Congress currently is considering eight proposals to establish a national COVID Commission. Such commissions routinely follow massively disruptive events in our nation’s life. Unfortunately, such congressionally chartered efforts seldom make much of an imprint on the future, which is their common mandate. This time perhaps that could change, if whichever bill wins out includes a roadmap for meaningful reform of our public health enterprise that, in so many ways, failed as COVID engulfed us.

Consider how federal, state and local health departments were unprepared for a threat that an expert government panel warned, in 2019, was inevitable. Despite its enormous $11 billion budget, the 800-pound gorilla of public health, the federal Centers for Disease Control and Prevention, had no model for how a COVID-like virus would spread, nor how to target preventive measures. Worse, it had not developed a protocol for testing to determine if individuals were infected with a disease, and no plans existed to work with private laboratories to produce test kits for widespread distribution, which, during the onset of COVID, it resisted. These delays cost tens of thousands of lives.

The CDC’s often-contradictory advice made Americans skeptical of preventive guidance, from lockdowns to masking and, subsequently, of vaccine efficacy and vaccine mandates. One might wonder if today’s CDC and local health departments could rise to the occasion, as did their predecessors, to beat back cholera, stop malaria, conquer polio or obliterate smallpox. Given the ability of malevolent actors to manipulate the genetic codes of viruses, the threats ahead are far greater.

═══

▶ [What you will do]
1) In the passage on a national COVID Commission, what is the size of the CDC's budget?
2) Echo the part of the passage on a national COVID Commission starting with "The CDC’s often-contradictory" and going on through "are far greater.".
The rows that come next are separate material, unconnected to the passage.

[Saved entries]
═══

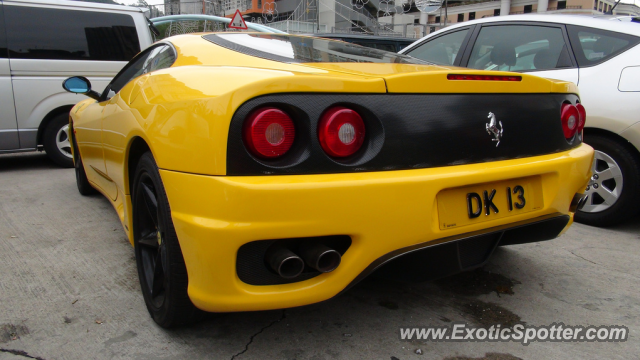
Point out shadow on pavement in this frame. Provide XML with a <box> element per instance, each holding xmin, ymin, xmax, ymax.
<box><xmin>0</xmin><ymin>151</ymin><xmax>62</xmax><ymax>172</ymax></box>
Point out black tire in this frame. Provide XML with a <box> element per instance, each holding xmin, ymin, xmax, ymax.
<box><xmin>575</xmin><ymin>135</ymin><xmax>640</xmax><ymax>227</ymax></box>
<box><xmin>42</xmin><ymin>113</ymin><xmax>73</xmax><ymax>168</ymax></box>
<box><xmin>132</xmin><ymin>152</ymin><xmax>200</xmax><ymax>328</ymax></box>
<box><xmin>73</xmin><ymin>137</ymin><xmax>98</xmax><ymax>196</ymax></box>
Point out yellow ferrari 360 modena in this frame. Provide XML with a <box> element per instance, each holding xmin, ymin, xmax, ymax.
<box><xmin>63</xmin><ymin>32</ymin><xmax>593</xmax><ymax>327</ymax></box>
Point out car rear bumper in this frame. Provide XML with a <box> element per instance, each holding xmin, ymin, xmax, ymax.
<box><xmin>160</xmin><ymin>145</ymin><xmax>593</xmax><ymax>312</ymax></box>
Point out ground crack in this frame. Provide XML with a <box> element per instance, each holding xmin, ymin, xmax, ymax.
<box><xmin>231</xmin><ymin>310</ymin><xmax>287</xmax><ymax>360</ymax></box>
<box><xmin>569</xmin><ymin>250</ymin><xmax>599</xmax><ymax>265</ymax></box>
<box><xmin>0</xmin><ymin>348</ymin><xmax>44</xmax><ymax>360</ymax></box>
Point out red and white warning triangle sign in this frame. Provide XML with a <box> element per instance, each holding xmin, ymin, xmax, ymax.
<box><xmin>229</xmin><ymin>10</ymin><xmax>248</xmax><ymax>30</ymax></box>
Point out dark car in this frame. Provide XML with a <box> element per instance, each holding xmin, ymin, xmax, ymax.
<box><xmin>309</xmin><ymin>33</ymin><xmax>415</xmax><ymax>52</ymax></box>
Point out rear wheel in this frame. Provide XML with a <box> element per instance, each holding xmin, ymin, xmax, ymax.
<box><xmin>133</xmin><ymin>153</ymin><xmax>199</xmax><ymax>328</ymax></box>
<box><xmin>575</xmin><ymin>135</ymin><xmax>640</xmax><ymax>226</ymax></box>
<box><xmin>42</xmin><ymin>113</ymin><xmax>73</xmax><ymax>168</ymax></box>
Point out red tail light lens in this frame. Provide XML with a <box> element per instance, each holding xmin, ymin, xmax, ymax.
<box><xmin>560</xmin><ymin>103</ymin><xmax>580</xmax><ymax>139</ymax></box>
<box><xmin>243</xmin><ymin>108</ymin><xmax>296</xmax><ymax>159</ymax></box>
<box><xmin>576</xmin><ymin>103</ymin><xmax>587</xmax><ymax>132</ymax></box>
<box><xmin>318</xmin><ymin>106</ymin><xmax>365</xmax><ymax>157</ymax></box>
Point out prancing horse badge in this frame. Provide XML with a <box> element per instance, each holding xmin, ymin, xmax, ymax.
<box><xmin>485</xmin><ymin>112</ymin><xmax>504</xmax><ymax>147</ymax></box>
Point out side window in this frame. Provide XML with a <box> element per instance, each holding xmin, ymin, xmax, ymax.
<box><xmin>4</xmin><ymin>5</ymin><xmax>140</xmax><ymax>61</ymax></box>
<box><xmin>101</xmin><ymin>45</ymin><xmax>176</xmax><ymax>100</ymax></box>
<box><xmin>407</xmin><ymin>28</ymin><xmax>469</xmax><ymax>65</ymax></box>
<box><xmin>467</xmin><ymin>25</ymin><xmax>572</xmax><ymax>71</ymax></box>
<box><xmin>0</xmin><ymin>4</ymin><xmax>7</xmax><ymax>58</ymax></box>
<box><xmin>567</xmin><ymin>25</ymin><xmax>640</xmax><ymax>67</ymax></box>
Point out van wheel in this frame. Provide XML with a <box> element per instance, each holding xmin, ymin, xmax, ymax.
<box><xmin>575</xmin><ymin>135</ymin><xmax>640</xmax><ymax>226</ymax></box>
<box><xmin>42</xmin><ymin>113</ymin><xmax>73</xmax><ymax>168</ymax></box>
<box><xmin>133</xmin><ymin>152</ymin><xmax>201</xmax><ymax>328</ymax></box>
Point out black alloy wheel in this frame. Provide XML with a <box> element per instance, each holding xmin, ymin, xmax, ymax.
<box><xmin>133</xmin><ymin>153</ymin><xmax>198</xmax><ymax>328</ymax></box>
<box><xmin>42</xmin><ymin>113</ymin><xmax>73</xmax><ymax>168</ymax></box>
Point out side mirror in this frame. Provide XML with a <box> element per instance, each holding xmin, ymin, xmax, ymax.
<box><xmin>62</xmin><ymin>76</ymin><xmax>100</xmax><ymax>100</ymax></box>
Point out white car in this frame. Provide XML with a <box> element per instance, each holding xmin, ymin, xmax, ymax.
<box><xmin>400</xmin><ymin>14</ymin><xmax>640</xmax><ymax>226</ymax></box>
<box><xmin>0</xmin><ymin>0</ymin><xmax>153</xmax><ymax>167</ymax></box>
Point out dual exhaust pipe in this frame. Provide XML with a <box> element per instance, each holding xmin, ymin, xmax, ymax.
<box><xmin>266</xmin><ymin>244</ymin><xmax>342</xmax><ymax>279</ymax></box>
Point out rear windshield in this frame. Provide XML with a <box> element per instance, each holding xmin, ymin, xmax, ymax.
<box><xmin>203</xmin><ymin>33</ymin><xmax>428</xmax><ymax>64</ymax></box>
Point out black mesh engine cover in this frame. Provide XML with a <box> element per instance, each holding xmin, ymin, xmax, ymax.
<box><xmin>227</xmin><ymin>93</ymin><xmax>581</xmax><ymax>175</ymax></box>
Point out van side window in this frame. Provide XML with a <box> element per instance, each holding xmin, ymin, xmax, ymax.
<box><xmin>467</xmin><ymin>25</ymin><xmax>572</xmax><ymax>71</ymax></box>
<box><xmin>567</xmin><ymin>25</ymin><xmax>640</xmax><ymax>67</ymax></box>
<box><xmin>4</xmin><ymin>5</ymin><xmax>140</xmax><ymax>61</ymax></box>
<box><xmin>407</xmin><ymin>28</ymin><xmax>469</xmax><ymax>65</ymax></box>
<box><xmin>0</xmin><ymin>5</ymin><xmax>7</xmax><ymax>59</ymax></box>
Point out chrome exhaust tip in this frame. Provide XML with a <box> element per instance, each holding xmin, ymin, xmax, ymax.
<box><xmin>300</xmin><ymin>244</ymin><xmax>342</xmax><ymax>273</ymax></box>
<box><xmin>267</xmin><ymin>248</ymin><xmax>304</xmax><ymax>279</ymax></box>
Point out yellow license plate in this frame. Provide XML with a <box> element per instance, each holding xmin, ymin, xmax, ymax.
<box><xmin>437</xmin><ymin>176</ymin><xmax>544</xmax><ymax>230</ymax></box>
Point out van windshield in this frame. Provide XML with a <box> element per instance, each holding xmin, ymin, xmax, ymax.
<box><xmin>203</xmin><ymin>33</ymin><xmax>429</xmax><ymax>64</ymax></box>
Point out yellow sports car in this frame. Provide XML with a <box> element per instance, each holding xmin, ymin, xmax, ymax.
<box><xmin>63</xmin><ymin>33</ymin><xmax>593</xmax><ymax>327</ymax></box>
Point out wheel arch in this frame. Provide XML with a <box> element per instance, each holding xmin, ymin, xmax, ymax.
<box><xmin>584</xmin><ymin>128</ymin><xmax>640</xmax><ymax>162</ymax></box>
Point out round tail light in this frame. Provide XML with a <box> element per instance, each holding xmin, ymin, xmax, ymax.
<box><xmin>243</xmin><ymin>108</ymin><xmax>296</xmax><ymax>159</ymax></box>
<box><xmin>576</xmin><ymin>103</ymin><xmax>587</xmax><ymax>132</ymax></box>
<box><xmin>318</xmin><ymin>106</ymin><xmax>365</xmax><ymax>157</ymax></box>
<box><xmin>560</xmin><ymin>103</ymin><xmax>580</xmax><ymax>140</ymax></box>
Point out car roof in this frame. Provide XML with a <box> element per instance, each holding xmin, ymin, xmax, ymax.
<box><xmin>401</xmin><ymin>14</ymin><xmax>640</xmax><ymax>53</ymax></box>
<box><xmin>2</xmin><ymin>0</ymin><xmax>149</xmax><ymax>12</ymax></box>
<box><xmin>304</xmin><ymin>33</ymin><xmax>415</xmax><ymax>43</ymax></box>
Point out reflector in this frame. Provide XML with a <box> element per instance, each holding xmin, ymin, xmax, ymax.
<box><xmin>318</xmin><ymin>106</ymin><xmax>365</xmax><ymax>157</ymax></box>
<box><xmin>243</xmin><ymin>107</ymin><xmax>295</xmax><ymax>158</ymax></box>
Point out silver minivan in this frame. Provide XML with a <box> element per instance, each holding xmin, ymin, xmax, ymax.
<box><xmin>0</xmin><ymin>0</ymin><xmax>153</xmax><ymax>167</ymax></box>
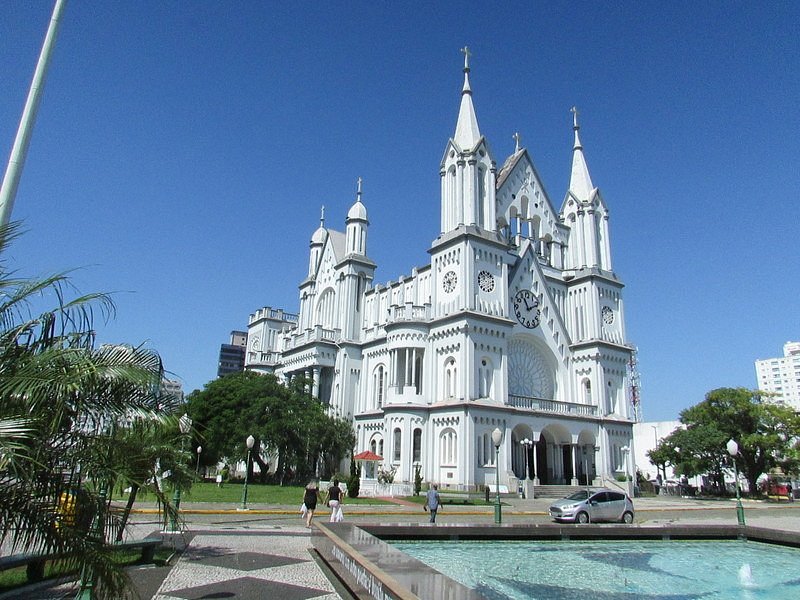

═══

▶ [Written responses]
1) $11 billion.

2)
The CDC’s often-contradictory advice made Americans skeptical of preventive guidance, from lockdowns to masking and, subsequently, of vaccine efficacy and vaccine mandates. One might wonder if today’s CDC and local health departments could rise to the occasion, as did their predecessors, to beat back cholera, stop malaria, conquer polio or obliterate smallpox. Given the ability of malevolent actors to manipulate the genetic codes of viruses, the threats ahead are far greater.